■ WRITTEN TASK: Find the line containing "# locate man's fingers: put". Return it and every line after it, unchanged, up to and including the last line.

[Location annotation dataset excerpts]
◇ ◇ ◇ ◇ ◇ ◇ ◇
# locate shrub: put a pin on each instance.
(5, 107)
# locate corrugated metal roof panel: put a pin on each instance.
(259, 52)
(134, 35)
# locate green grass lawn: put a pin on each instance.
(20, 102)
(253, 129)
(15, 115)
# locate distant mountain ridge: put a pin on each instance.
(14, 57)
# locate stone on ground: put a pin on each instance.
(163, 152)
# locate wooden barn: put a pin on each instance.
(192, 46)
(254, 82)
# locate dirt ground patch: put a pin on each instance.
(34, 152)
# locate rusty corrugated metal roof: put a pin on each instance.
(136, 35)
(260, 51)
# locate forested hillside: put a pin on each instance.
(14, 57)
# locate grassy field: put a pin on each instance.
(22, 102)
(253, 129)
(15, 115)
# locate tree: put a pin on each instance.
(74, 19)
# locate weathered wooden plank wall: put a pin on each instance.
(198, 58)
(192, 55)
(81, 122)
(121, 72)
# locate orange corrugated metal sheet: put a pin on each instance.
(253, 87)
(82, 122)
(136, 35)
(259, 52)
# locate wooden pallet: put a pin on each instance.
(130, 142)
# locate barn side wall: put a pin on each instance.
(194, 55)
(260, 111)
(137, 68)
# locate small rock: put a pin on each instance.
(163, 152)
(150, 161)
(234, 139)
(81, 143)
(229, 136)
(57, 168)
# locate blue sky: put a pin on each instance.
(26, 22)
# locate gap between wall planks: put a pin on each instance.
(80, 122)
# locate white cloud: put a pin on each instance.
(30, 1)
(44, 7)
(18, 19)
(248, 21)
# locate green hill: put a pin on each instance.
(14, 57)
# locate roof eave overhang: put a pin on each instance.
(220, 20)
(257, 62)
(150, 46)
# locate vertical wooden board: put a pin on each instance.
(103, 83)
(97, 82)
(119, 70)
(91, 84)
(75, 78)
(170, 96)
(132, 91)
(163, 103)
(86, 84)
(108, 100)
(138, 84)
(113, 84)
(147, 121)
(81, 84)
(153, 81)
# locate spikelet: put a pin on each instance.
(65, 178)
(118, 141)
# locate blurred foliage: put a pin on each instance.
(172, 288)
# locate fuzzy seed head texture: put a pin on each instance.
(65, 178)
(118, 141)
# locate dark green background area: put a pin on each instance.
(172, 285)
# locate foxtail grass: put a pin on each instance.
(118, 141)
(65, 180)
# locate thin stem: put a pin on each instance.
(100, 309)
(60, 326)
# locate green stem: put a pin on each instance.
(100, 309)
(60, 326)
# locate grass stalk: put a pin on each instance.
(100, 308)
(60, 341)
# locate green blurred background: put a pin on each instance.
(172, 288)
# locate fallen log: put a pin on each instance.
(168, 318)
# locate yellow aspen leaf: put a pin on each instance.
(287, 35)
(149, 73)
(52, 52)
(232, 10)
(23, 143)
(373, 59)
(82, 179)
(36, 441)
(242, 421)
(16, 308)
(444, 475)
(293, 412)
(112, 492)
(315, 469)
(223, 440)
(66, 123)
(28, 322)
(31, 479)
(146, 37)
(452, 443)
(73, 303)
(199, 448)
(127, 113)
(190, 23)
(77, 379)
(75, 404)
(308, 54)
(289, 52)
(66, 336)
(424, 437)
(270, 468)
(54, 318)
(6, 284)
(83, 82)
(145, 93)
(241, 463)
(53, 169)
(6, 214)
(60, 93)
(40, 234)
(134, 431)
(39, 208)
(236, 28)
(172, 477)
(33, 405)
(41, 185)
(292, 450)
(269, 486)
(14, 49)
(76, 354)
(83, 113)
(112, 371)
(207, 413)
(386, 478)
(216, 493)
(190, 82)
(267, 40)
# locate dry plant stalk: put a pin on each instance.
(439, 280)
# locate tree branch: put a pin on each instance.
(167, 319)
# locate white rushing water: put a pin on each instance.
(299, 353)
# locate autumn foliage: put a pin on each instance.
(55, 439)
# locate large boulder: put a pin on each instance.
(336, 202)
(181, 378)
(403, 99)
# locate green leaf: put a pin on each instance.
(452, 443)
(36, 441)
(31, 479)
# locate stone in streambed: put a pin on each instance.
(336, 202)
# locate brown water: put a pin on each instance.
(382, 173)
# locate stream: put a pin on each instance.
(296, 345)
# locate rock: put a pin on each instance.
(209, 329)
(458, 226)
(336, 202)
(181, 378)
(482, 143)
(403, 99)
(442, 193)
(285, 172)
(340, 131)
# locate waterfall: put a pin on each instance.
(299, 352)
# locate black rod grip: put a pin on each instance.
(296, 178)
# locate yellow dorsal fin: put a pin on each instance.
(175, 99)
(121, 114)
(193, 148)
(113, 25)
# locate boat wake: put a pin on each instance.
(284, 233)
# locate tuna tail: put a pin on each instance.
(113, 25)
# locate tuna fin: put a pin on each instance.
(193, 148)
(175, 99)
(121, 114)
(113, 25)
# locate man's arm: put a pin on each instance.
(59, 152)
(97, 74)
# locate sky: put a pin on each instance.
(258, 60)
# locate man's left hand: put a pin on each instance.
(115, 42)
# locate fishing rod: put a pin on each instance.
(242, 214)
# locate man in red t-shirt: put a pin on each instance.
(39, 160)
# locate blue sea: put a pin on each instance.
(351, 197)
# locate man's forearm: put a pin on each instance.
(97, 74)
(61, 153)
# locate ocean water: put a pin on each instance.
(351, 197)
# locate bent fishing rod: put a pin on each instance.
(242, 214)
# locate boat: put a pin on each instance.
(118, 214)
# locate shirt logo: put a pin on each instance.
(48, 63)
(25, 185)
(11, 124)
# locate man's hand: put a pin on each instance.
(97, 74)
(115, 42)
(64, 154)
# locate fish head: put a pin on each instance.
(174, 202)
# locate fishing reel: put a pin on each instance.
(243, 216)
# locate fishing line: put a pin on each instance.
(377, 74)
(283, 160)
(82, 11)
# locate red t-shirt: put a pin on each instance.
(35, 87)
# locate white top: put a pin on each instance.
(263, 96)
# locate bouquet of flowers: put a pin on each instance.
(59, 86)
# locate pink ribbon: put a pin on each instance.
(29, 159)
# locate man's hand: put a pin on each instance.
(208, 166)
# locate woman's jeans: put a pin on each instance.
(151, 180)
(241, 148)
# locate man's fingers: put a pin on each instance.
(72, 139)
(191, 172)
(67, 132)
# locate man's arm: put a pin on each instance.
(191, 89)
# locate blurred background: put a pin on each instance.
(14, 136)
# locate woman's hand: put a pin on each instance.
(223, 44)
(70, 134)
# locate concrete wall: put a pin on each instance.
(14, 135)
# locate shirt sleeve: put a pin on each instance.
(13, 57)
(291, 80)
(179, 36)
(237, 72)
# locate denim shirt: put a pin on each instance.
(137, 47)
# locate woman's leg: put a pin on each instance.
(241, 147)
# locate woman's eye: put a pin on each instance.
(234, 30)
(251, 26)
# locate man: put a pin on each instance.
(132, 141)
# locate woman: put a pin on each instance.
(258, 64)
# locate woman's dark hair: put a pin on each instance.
◇ ◇ ◇ ◇ ◇ ◇ ◇
■ OUTPUT FOR THIS TASK:
# locate man's fingers: put a pin on each instance.
(72, 139)
(191, 172)
(67, 132)
# locate man's arm: put a pin on each instance.
(191, 89)
# locate blurred background: put a pin on each instance.
(14, 136)
# locate woman's hand: put a pin on each instance.
(223, 44)
(70, 134)
# locate concrete wall: put a pin on each instance.
(14, 135)
# locate shirt sleeve: put a pin on each instance.
(13, 57)
(291, 80)
(179, 36)
(237, 72)
# locate denim shirt: put a pin on each instance.
(137, 47)
# locate woman's leg: put a pin on each instance.
(241, 147)
# locate woman's eye: put a pin on each instance.
(234, 30)
(251, 26)
# locate man: put a pin on each instance.
(132, 141)
# locate woman: put a pin on each instance.
(258, 64)
# locate woman's dark hair: put a pin on each instance.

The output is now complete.